[RECORDS PROVIDED]

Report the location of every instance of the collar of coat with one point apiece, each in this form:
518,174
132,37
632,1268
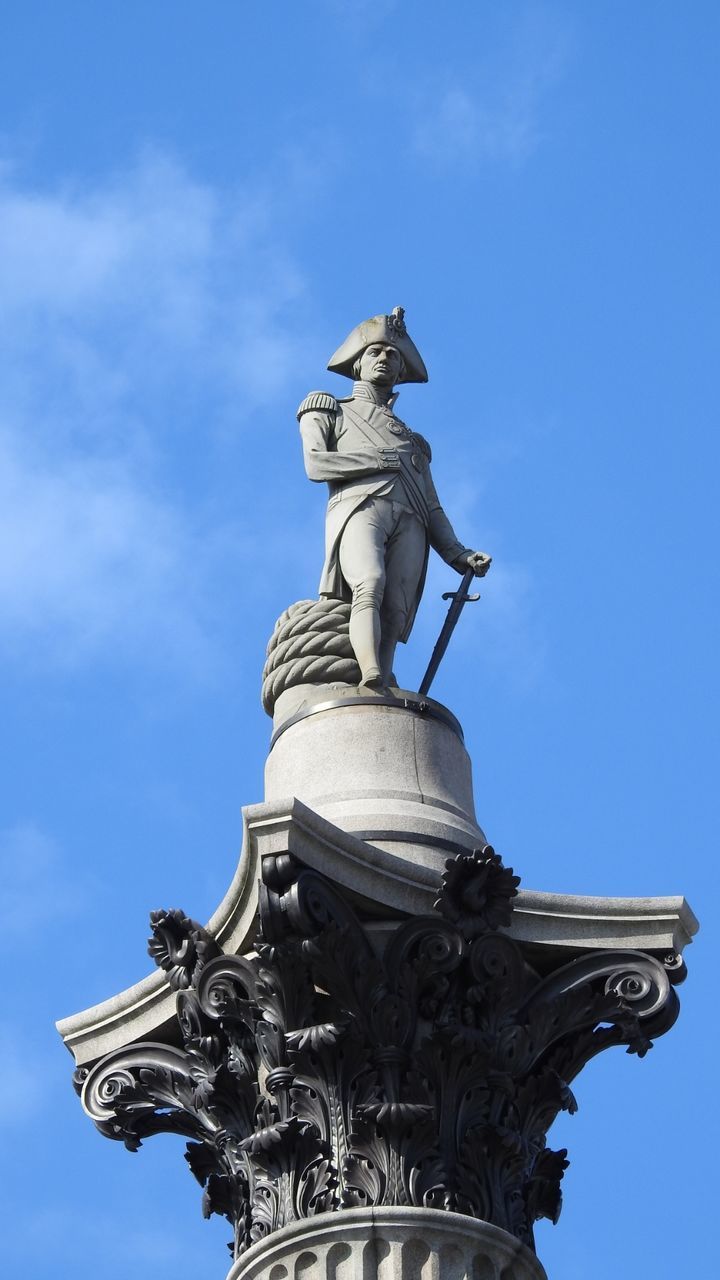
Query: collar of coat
368,391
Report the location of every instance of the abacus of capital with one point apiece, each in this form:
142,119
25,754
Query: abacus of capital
367,1045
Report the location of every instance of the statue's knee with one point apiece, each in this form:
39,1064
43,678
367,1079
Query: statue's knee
368,594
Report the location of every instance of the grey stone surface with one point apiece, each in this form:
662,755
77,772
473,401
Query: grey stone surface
329,1070
552,922
393,777
388,1244
383,510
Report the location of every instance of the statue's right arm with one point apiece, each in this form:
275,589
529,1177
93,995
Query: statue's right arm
323,461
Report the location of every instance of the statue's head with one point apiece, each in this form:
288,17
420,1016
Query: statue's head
381,364
381,351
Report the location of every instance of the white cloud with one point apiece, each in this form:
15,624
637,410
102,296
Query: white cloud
131,312
36,887
497,118
89,558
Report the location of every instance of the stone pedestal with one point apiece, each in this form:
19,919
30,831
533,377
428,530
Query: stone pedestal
388,1244
390,771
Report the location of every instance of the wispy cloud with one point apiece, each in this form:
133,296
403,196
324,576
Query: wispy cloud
36,886
133,311
499,115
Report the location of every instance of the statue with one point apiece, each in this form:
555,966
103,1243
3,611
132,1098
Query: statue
383,511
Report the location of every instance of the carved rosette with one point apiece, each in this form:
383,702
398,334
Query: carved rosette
322,1073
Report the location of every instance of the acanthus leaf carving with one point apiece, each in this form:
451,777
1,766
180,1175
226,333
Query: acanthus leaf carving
318,1074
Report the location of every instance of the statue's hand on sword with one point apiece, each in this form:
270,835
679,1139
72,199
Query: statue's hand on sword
478,561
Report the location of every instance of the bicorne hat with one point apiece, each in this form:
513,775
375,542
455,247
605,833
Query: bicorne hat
390,329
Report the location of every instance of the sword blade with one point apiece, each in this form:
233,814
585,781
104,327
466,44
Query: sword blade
459,599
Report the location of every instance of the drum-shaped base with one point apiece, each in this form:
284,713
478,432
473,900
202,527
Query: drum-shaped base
388,1244
391,771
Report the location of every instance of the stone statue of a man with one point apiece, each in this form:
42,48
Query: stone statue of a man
383,511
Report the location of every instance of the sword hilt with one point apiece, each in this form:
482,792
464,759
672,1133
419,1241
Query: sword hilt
458,595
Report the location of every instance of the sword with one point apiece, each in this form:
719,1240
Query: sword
459,599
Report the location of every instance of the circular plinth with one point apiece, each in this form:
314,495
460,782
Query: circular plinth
388,1244
391,771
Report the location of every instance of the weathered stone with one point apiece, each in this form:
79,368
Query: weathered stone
335,1069
557,924
391,771
388,1244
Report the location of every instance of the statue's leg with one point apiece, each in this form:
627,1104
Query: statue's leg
363,565
405,558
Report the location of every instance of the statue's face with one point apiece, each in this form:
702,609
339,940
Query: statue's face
381,364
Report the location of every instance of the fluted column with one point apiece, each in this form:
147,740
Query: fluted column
388,1243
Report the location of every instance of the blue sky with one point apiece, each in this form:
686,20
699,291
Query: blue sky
196,204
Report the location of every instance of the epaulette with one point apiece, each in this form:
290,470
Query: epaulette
318,400
420,439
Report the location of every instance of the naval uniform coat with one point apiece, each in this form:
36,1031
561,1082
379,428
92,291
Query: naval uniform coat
363,451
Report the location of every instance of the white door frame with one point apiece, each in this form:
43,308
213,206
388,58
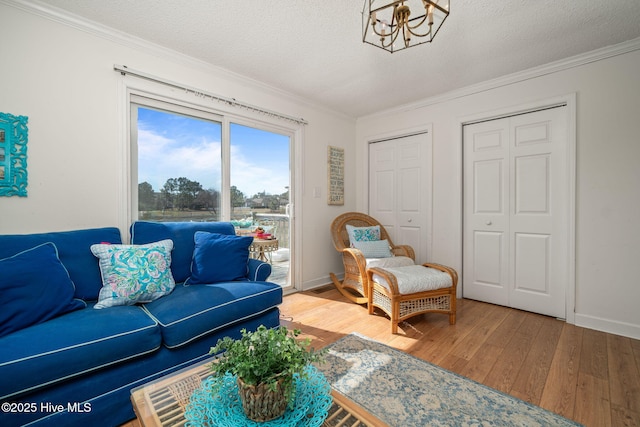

[/RECORDS PROVIDED]

Repeat every line above exactly, minus the pictures.

Report the location of every instance of the collar of coat with one point apiece, each in this form:
518,174
132,37
632,1268
Query: collar of coat
368,391
Report the location of every instance of the abacus of capital with one point apiece, each in this form:
142,119
25,754
Query: abacus of capital
367,1045
Report the location of every instance of the statue's knee with one point apiece, each in this form:
39,1064
43,678
367,1079
Query: statue's knee
368,594
Report the location of every instance of the grey stone surface with one point apiece, each in this form:
662,755
77,772
473,401
Query: grey stone surface
329,1070
552,922
393,777
388,1244
383,510
Report the location of every instance of the statue's right arm with one point apiece, each in this form:
275,589
529,1177
93,995
Query: statue's right arm
323,461
Report the location of every instance of the statue's head with one point apiece, each in this form:
288,17
420,1016
Query: statue's head
381,364
381,351
Report the location of every instance of the white cloud with one point apiece, each in this form:
15,624
637,410
102,296
Query: white cloud
131,312
36,887
497,118
89,558
Report the location of every instance of the stone pedestal with one point apiece, each in this form:
19,919
30,831
533,377
428,530
Query: stone pedestal
388,1244
390,771
Report the location of every instance of the wispy cloud with one point apiece, each in this form:
133,296
403,196
324,576
Query: wispy cloud
36,886
133,311
499,115
Report the location of every instance of the statue with one point apiece, each in this form:
555,966
103,1243
3,611
132,1098
Query: statue
383,511
Report the location of every instance of the carved rosette with one point apiece, each in this form:
383,702
398,334
Query: carved rosette
322,1073
Report the location of every instance of the acanthus leaf carving with one point apiece, each in this form:
451,777
1,766
180,1175
226,333
Query: acanthus leaf carving
318,1074
Report the location of every instance of the statue's hand on sword with one point apiece, each in this form:
270,835
679,1139
72,199
Query: statue's hand on sword
478,561
Report the location of every instance of the bicorne hat with one point apiece, each in this form:
513,775
375,542
455,247
605,833
Query: bicorne hat
390,329
Report the location of every instance of the sword blade with one point apiece, each in this form:
233,814
585,781
104,327
466,44
Query: sword blade
459,599
Report the location of every instance of the drum-shaped base with one point apiece, each in this form:
284,713
478,432
473,900
202,527
Query: drum-shaped base
388,1244
391,771
Report the location of every instance of the stone statue of a man with one point apiece, each in this form:
42,48
Query: stone statue of a man
383,511
Report the location of every instance of the sword hilt with one point apiece, each in this form:
482,792
464,759
672,1133
419,1241
Query: sword hilt
458,595
Report the location of every instance of the sword with one point apiece, each in this form:
719,1240
Query: sword
459,599
Report the location of every instance of the circular plinth with one point apiece, each in this form:
314,495
460,782
Query: circular plinth
388,1244
391,771
Report the location of every instance of the weathered stone with one point apiece, each in this form:
79,368
Query: weathered stone
335,1069
557,924
391,771
388,1244
Report the location of every instance of the statue's leg with one point apiece, each in this form:
627,1104
Query: statue's leg
363,565
405,558
Report the location of every instance of the statue's face with one point apiece, each in this form:
702,609
339,940
Query: statue's face
381,364
Report the location of every instance of the fluted column with one point apiece, each in this form:
147,740
Query: fluted column
388,1243
Report the location of every instance of the blue sky with one point apiece, each in this form:
686,20
699,291
Query: blue sky
196,204
Report the location of every instance of the epaulette with one point apiece, each in this form:
290,470
Query: epaulette
318,400
420,439
Report the location of every instance of the naval uniform coat with one point apiece, each in this form:
36,1031
561,1082
379,428
92,291
Query: naval uniform coat
363,451
Report the location of every instance of the white door frame with one point apiece, each in this form:
43,308
213,206
388,58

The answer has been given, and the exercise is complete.